## YOUR OBJECTIVE
Please select every line in the rows that contains the string "item" and copy each of those lines.

## DATA SHOWN
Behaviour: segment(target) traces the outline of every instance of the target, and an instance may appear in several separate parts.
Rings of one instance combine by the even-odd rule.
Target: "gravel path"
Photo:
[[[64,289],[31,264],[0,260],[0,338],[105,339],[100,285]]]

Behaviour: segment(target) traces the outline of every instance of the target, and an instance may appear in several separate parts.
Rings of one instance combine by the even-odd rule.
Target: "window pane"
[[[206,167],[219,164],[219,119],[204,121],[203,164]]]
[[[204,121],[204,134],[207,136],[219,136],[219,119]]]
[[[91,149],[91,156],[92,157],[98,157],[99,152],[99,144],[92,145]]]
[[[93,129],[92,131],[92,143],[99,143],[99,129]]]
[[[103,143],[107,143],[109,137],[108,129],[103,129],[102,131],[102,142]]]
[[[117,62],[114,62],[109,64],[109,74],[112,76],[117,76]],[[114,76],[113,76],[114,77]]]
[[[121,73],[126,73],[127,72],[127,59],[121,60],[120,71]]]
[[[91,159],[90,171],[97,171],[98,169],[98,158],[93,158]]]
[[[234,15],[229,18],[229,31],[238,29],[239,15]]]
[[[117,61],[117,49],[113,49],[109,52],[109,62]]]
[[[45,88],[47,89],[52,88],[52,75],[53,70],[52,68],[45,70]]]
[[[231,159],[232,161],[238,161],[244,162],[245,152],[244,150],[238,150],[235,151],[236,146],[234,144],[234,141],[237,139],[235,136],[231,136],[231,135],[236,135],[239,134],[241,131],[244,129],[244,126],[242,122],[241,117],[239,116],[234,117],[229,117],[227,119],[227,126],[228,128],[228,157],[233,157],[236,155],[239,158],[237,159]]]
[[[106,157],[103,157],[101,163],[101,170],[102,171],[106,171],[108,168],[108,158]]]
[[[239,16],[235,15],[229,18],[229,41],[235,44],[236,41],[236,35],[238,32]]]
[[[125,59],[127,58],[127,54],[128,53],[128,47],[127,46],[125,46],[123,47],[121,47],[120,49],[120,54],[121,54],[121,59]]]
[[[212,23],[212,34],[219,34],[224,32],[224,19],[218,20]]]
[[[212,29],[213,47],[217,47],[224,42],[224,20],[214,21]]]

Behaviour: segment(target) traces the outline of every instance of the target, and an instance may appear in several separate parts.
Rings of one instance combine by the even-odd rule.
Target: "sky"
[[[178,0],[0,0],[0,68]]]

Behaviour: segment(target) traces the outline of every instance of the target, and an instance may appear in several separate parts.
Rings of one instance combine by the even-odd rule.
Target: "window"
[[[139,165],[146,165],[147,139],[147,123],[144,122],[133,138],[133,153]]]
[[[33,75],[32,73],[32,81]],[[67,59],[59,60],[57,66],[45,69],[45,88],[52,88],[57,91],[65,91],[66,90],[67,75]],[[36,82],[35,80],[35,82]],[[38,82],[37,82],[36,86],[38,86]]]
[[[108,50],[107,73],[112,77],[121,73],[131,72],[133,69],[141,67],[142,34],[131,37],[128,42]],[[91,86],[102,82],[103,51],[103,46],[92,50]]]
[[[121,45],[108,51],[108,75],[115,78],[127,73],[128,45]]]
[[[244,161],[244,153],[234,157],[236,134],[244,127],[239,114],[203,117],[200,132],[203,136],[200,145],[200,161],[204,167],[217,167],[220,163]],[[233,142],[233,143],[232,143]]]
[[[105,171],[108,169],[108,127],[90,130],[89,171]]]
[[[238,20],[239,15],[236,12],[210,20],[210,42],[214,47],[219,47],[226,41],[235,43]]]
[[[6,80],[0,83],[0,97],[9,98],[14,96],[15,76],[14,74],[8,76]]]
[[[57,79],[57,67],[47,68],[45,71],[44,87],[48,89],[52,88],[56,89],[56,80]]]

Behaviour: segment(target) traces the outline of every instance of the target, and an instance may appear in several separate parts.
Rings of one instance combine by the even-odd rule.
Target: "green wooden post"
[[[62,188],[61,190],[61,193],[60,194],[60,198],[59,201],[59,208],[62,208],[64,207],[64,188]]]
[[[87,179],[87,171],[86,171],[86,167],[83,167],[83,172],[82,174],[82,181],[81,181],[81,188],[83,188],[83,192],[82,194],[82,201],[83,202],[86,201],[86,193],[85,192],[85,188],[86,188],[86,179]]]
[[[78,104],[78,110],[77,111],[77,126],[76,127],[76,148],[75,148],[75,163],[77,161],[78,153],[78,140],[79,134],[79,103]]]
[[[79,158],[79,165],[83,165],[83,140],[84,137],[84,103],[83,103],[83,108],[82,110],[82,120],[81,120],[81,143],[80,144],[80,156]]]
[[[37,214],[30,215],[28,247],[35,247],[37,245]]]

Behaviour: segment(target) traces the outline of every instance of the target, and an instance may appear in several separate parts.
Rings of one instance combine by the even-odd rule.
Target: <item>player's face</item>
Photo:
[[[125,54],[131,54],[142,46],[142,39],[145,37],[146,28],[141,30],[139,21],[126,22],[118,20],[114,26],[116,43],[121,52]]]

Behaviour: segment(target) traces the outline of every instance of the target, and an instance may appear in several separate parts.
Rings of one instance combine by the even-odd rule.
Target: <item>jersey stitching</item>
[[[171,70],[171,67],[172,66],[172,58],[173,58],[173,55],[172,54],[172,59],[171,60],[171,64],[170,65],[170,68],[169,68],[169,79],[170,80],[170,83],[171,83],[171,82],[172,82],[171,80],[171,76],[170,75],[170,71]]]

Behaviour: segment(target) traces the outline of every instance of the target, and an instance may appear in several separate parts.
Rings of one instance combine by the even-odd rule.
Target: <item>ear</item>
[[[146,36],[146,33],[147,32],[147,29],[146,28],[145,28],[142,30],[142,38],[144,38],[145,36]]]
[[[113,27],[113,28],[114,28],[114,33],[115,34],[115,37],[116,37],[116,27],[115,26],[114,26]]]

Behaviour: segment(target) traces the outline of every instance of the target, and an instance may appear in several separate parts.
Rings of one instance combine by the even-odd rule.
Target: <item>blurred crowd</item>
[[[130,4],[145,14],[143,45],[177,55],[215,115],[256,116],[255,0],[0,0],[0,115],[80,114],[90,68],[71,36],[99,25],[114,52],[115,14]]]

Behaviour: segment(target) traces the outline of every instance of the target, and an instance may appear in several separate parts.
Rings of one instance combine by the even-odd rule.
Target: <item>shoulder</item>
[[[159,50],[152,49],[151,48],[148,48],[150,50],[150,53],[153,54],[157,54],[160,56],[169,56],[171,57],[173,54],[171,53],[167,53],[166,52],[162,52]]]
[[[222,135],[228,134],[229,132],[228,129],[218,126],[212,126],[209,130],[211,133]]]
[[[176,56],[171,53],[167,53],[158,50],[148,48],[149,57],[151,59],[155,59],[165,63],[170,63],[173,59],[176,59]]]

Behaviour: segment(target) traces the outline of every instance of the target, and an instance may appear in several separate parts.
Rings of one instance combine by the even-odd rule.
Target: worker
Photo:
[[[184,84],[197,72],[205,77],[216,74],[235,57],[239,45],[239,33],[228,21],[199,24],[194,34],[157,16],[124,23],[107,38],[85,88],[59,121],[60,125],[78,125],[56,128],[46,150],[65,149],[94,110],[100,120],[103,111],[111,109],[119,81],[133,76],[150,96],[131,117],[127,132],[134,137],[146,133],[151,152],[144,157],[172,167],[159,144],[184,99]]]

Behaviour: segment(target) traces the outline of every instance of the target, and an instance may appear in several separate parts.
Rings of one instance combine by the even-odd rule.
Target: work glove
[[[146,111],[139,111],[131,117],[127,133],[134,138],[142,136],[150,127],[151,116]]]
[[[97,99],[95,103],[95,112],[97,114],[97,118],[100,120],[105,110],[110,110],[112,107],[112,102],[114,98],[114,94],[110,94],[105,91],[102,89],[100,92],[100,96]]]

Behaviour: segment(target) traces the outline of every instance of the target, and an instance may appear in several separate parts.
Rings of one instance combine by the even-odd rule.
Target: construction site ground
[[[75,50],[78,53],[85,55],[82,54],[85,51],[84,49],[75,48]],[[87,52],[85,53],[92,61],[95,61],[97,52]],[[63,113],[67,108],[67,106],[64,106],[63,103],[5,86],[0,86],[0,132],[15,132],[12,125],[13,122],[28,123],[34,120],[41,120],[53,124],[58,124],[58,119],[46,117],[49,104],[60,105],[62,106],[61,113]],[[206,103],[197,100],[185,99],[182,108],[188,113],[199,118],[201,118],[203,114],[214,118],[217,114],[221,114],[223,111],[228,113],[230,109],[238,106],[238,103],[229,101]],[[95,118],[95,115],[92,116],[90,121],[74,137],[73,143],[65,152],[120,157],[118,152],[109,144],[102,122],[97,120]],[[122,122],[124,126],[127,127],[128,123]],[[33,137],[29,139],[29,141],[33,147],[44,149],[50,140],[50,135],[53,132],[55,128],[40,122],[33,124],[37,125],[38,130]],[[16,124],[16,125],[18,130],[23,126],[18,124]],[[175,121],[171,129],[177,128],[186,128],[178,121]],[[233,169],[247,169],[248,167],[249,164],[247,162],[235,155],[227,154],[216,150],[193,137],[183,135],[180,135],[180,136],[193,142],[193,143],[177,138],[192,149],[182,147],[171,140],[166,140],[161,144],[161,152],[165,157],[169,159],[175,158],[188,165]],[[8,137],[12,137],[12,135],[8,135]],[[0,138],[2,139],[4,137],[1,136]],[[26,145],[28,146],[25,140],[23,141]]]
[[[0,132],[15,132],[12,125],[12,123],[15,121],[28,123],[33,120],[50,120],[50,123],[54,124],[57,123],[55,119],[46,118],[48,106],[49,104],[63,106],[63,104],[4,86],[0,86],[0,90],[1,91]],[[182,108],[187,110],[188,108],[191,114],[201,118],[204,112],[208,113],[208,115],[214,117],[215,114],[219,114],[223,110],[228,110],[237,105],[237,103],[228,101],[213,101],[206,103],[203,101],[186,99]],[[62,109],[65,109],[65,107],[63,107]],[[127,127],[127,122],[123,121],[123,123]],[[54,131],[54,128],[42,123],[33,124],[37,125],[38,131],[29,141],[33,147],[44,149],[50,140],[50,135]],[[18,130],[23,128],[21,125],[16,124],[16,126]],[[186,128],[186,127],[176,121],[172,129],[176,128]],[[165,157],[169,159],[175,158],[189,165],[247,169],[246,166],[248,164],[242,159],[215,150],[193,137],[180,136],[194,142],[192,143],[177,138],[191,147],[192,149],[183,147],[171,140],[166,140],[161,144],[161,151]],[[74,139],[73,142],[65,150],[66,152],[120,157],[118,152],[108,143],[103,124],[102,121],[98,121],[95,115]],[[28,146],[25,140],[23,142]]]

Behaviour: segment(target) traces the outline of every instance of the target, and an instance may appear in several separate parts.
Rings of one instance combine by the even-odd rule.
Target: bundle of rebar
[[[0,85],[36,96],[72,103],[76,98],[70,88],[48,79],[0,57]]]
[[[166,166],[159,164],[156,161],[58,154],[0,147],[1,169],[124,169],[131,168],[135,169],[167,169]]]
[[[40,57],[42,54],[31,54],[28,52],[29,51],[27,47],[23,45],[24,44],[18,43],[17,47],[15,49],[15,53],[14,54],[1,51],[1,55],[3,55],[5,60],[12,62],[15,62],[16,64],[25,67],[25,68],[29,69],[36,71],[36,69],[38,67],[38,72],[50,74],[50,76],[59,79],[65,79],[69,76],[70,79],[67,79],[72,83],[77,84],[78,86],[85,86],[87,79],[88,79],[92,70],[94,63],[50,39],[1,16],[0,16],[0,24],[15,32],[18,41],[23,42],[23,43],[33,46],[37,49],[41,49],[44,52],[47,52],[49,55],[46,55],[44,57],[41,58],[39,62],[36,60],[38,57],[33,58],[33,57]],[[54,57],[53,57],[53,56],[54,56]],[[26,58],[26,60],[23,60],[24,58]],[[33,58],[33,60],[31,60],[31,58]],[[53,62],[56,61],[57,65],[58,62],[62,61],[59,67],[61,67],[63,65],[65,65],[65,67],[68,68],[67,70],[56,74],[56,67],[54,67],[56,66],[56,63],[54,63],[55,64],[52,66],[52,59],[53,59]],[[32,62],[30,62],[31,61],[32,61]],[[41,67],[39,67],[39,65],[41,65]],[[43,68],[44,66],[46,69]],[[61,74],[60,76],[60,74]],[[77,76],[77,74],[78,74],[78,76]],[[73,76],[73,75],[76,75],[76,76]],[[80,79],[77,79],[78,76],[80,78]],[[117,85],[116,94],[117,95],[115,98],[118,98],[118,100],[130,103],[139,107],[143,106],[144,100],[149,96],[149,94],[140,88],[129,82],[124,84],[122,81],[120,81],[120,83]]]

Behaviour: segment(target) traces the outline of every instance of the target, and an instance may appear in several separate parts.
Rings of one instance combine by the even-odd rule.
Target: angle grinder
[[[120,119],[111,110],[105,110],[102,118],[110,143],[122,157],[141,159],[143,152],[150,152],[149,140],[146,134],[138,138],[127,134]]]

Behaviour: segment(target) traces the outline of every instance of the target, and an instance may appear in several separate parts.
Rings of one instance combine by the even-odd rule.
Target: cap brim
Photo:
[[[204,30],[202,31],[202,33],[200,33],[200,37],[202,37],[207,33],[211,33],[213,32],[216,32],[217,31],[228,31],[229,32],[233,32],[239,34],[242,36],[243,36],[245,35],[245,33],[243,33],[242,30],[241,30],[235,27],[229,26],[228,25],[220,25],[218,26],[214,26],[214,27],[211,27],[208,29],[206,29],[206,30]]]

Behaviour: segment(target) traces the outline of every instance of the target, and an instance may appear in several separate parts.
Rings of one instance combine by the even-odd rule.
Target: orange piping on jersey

## WRITTEN REPLY
Target: <item>player's face</item>
Target: <item>jersey stitching</item>
Target: <item>ear</item>
Target: <item>blurred crowd</item>
Target: <item>shoulder</item>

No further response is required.